EXERCISE GOAL
Return every line of the listing that includes the string "below".

MATERIAL TO PROCESS

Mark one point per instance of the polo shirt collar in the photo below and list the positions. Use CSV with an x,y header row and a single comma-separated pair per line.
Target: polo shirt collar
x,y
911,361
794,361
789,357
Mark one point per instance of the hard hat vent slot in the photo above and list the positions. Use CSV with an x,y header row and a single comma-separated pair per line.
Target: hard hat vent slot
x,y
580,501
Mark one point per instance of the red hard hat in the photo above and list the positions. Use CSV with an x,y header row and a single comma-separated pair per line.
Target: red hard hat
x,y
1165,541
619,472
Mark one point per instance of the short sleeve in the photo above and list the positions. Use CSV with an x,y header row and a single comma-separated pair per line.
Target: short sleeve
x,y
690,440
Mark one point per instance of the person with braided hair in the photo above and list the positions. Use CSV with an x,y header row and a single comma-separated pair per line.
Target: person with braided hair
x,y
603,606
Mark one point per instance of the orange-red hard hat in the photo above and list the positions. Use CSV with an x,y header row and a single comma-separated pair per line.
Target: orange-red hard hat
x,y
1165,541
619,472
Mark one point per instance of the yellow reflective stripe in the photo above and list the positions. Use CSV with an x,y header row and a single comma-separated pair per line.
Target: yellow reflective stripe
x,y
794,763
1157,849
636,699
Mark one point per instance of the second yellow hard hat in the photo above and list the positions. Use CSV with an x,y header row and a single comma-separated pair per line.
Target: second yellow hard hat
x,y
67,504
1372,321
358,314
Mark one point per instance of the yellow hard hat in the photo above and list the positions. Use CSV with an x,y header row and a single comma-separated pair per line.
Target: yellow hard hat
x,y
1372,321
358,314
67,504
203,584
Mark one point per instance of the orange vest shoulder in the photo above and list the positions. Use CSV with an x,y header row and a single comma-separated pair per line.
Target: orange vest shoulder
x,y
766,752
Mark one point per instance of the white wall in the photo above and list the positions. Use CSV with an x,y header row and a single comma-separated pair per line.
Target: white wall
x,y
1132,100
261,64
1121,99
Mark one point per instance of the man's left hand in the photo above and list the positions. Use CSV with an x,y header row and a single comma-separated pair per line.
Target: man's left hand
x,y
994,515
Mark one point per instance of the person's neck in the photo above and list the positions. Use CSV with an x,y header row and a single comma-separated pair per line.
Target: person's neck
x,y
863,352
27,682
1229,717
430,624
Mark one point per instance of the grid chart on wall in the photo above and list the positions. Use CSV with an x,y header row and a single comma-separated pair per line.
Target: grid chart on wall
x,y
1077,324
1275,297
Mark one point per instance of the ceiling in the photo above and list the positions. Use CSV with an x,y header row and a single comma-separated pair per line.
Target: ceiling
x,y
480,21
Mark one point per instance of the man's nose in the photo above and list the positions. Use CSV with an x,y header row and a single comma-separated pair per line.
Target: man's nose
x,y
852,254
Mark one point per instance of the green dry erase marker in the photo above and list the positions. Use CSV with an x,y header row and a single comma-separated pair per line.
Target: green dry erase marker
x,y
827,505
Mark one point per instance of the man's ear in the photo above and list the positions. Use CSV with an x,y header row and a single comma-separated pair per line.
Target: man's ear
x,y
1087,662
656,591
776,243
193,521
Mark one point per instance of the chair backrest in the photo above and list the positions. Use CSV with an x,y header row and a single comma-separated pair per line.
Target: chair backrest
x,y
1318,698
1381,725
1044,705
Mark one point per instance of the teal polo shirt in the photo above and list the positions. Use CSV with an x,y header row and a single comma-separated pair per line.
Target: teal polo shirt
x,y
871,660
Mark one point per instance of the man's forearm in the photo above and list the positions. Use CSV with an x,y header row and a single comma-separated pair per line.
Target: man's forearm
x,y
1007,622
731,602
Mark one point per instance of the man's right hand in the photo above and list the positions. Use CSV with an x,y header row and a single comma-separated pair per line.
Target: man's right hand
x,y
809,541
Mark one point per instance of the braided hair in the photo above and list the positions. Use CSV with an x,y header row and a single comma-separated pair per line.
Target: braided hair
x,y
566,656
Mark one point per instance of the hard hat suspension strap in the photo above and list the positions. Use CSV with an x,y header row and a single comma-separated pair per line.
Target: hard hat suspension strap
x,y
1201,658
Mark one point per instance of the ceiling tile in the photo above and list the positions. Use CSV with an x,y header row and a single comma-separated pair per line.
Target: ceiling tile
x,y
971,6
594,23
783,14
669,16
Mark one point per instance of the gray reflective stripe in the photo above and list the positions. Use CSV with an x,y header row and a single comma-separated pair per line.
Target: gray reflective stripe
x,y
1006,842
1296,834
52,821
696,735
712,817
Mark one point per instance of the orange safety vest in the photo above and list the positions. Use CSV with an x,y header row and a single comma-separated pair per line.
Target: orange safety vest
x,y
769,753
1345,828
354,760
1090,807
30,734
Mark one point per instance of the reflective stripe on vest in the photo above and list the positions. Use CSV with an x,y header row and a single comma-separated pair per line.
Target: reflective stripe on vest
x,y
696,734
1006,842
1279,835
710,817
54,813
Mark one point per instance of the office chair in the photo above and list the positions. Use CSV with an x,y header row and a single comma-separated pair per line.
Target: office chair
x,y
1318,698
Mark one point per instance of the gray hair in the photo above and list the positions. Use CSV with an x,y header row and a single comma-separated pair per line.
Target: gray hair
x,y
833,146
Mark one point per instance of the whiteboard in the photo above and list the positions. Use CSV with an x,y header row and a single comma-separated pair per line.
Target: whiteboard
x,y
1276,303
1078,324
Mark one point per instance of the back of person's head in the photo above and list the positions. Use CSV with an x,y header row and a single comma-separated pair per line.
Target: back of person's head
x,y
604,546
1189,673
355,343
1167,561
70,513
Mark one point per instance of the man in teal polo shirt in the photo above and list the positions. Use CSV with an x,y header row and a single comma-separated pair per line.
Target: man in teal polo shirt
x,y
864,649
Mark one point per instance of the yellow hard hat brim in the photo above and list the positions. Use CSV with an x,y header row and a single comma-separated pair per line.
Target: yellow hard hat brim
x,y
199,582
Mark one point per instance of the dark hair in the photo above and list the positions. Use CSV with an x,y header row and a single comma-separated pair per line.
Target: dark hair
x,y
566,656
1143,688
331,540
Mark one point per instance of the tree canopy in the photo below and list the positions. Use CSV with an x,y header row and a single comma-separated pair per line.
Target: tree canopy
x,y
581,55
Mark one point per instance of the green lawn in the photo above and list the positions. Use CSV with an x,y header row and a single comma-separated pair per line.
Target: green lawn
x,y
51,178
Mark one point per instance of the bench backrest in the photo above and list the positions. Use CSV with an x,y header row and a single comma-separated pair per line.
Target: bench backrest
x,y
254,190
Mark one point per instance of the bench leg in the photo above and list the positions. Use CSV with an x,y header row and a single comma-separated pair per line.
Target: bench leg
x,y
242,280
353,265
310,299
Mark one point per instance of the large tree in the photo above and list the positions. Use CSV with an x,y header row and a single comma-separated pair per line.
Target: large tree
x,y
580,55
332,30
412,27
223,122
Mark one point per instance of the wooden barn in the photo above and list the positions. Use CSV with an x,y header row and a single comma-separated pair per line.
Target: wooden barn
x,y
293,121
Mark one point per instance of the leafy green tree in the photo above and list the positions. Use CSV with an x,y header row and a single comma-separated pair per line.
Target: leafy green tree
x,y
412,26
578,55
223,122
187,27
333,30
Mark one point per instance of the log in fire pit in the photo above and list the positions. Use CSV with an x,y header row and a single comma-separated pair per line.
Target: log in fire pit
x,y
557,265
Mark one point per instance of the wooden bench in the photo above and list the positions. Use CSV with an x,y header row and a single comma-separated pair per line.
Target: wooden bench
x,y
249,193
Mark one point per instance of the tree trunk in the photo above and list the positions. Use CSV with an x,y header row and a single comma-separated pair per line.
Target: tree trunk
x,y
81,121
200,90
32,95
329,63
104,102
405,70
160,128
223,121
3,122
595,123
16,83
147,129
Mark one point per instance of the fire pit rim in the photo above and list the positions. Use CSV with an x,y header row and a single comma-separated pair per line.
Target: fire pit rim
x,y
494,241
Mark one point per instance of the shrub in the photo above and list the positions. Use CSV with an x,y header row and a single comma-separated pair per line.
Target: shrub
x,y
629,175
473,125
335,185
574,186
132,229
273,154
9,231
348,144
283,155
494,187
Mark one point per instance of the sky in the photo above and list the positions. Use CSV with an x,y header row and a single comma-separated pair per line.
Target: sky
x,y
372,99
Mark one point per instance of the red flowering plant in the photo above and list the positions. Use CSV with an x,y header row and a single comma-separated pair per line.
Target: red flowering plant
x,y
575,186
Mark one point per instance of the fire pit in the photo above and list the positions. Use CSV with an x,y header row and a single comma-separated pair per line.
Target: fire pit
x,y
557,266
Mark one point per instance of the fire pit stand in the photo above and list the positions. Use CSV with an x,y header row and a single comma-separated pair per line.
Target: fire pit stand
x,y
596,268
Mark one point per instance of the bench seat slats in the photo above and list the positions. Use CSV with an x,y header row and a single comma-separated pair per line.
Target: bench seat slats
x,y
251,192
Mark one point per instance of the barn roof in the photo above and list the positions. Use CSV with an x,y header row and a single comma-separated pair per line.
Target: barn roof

EXPECTED ANSWER
Mark one point per instance of the polo shirt collar in the photo below and list the positions. Use CSV with an x,y header row and a single comma-separated pair per line.
Mark one point per instance of the tree canopy in the photo below and list the positions. Use CSV with an x,y header row and a single comma-separated pair per line.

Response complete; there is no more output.